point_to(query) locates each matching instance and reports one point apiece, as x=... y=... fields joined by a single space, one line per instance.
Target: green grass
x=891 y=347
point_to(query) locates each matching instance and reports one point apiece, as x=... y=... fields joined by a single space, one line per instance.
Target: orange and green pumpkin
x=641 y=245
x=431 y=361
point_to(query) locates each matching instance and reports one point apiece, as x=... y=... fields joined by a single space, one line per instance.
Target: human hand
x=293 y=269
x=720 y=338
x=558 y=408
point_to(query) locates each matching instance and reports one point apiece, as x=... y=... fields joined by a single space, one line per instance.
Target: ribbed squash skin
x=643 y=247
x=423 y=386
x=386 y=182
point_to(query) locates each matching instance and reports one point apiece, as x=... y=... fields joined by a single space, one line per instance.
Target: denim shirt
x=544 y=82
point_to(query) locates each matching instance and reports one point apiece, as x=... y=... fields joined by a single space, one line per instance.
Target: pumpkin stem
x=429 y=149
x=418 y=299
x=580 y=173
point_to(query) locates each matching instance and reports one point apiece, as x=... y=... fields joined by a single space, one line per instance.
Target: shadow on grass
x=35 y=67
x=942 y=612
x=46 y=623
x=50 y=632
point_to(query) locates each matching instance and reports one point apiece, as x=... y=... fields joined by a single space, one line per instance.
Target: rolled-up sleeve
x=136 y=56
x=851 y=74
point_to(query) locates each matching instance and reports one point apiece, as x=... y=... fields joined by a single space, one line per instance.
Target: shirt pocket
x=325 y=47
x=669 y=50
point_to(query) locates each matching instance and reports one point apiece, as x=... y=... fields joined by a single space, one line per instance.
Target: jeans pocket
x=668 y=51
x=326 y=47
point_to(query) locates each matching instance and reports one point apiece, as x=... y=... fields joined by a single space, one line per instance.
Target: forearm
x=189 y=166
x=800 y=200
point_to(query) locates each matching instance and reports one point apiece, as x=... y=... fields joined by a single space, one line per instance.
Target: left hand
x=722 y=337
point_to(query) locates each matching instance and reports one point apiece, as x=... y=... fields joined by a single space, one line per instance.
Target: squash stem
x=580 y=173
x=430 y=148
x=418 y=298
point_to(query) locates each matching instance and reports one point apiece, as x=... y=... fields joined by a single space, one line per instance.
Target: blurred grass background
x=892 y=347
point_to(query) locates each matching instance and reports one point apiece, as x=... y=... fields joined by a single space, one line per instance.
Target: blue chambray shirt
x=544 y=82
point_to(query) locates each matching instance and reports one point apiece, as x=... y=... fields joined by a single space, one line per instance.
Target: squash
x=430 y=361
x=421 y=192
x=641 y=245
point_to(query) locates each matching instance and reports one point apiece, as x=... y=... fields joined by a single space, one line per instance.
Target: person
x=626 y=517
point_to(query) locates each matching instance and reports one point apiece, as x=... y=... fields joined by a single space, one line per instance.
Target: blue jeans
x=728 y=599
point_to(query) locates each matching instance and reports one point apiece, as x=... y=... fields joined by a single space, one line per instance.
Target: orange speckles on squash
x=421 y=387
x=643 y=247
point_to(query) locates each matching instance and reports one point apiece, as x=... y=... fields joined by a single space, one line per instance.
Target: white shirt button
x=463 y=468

## Given task
Output the listing above exactly as it appears.

## Output for this task
point_to(query) locates each matching instance and reports one point apiece, as x=... y=... fields joined by a single space, one line per instance.
Target: green grass
x=891 y=347
point_to(query) locates each matching instance and reports one point apiece, as x=... y=... fields joined by a single space, one line per instance.
Target: orange and green pumpkin
x=641 y=245
x=431 y=361
point_to(query) locates each matching instance and reports one point apiece, as x=... y=... fields joined by a single space, one line per instance.
Target: human hand
x=293 y=269
x=720 y=338
x=558 y=408
point_to(query) locates each matching instance and reports one point apiece, as x=... y=... fields joined by a single space, one line per instance.
Target: ribbed squash skin
x=643 y=247
x=423 y=386
x=386 y=182
point_to(query) locates each matching instance and reports one point apiece, as x=... y=... fields joined by a single space, one line per instance.
Target: denim shirt
x=544 y=82
point_to(query) locates each matching instance and reports one point apiece, as x=... y=... fields joined by a single space, one line per instance.
Target: pumpkin stem
x=429 y=149
x=418 y=299
x=580 y=173
point_to(query) locates each matching instance and reports one point apiece, as x=... y=... fields joined by a single space, one line per instance.
Target: shadow on grass
x=35 y=67
x=942 y=612
x=46 y=623
x=50 y=632
point_to(query) locates each matching instance and reports one point apiece, as x=... y=... fields joined by a single space, one line per instance.
Target: rolled-up sleeve
x=136 y=56
x=851 y=74
point_to(query) locates each matching instance and reports one point apiece, as x=... y=... fields joined by a single space, one line per instance.
Target: shirt pocket
x=325 y=47
x=669 y=50
point_to(query) locates each matching instance and reports one point apiece, as x=... y=... fields joined by a single space, one line per instance.
Target: jeans pocket
x=668 y=51
x=326 y=47
point_to(query) locates each matching instance and reports one point apiece, as x=... y=... fields joined by a single space, one line per instance.
Target: forearm
x=189 y=166
x=800 y=200
point_to(query) locates each matching instance and reports one point apiece, as x=... y=... fields joined by a single space, one line per instance.
Target: left hand
x=722 y=337
point_to(query) locates each matching instance and reports one point apiece, as x=... y=... fields joined by a single space, one line per instance.
Target: squash stem
x=580 y=173
x=430 y=148
x=418 y=298
point_to(query) locates each matching instance and reports one point apiece, as x=... y=... fields joined by a single space, one line per instance.
Target: blurred grass background
x=892 y=347
point_to(query) locates each matching instance and reports one point apiece, as x=... y=... fields joined by a single space, one line per instance.
Target: blue chambray shirt
x=544 y=82
point_to(query) locates each matching instance and reports one point apiece, as x=... y=... fields joined by a single space, one line per instance.
Target: squash
x=430 y=361
x=421 y=192
x=641 y=245
point_to(query) locates each matching instance and reports one point apiece, as x=... y=... fields joined by a single space, one line per instance.
Target: person
x=626 y=517
point_to(query) locates each matching instance and reports one point apiece, as x=... y=... fields joined by a single space, one line per instance.
Target: blue jeans
x=728 y=599
point_to(query) locates each matching instance and reports one point apiece, as x=... y=... fields joined by a single space, one line per instance.
Target: orange speckles on squash
x=421 y=387
x=643 y=247
point_to(query) locates each matching instance and reports one point apiece, as x=... y=... fields joined by a single space, one line per instance.
Target: white shirt button
x=463 y=468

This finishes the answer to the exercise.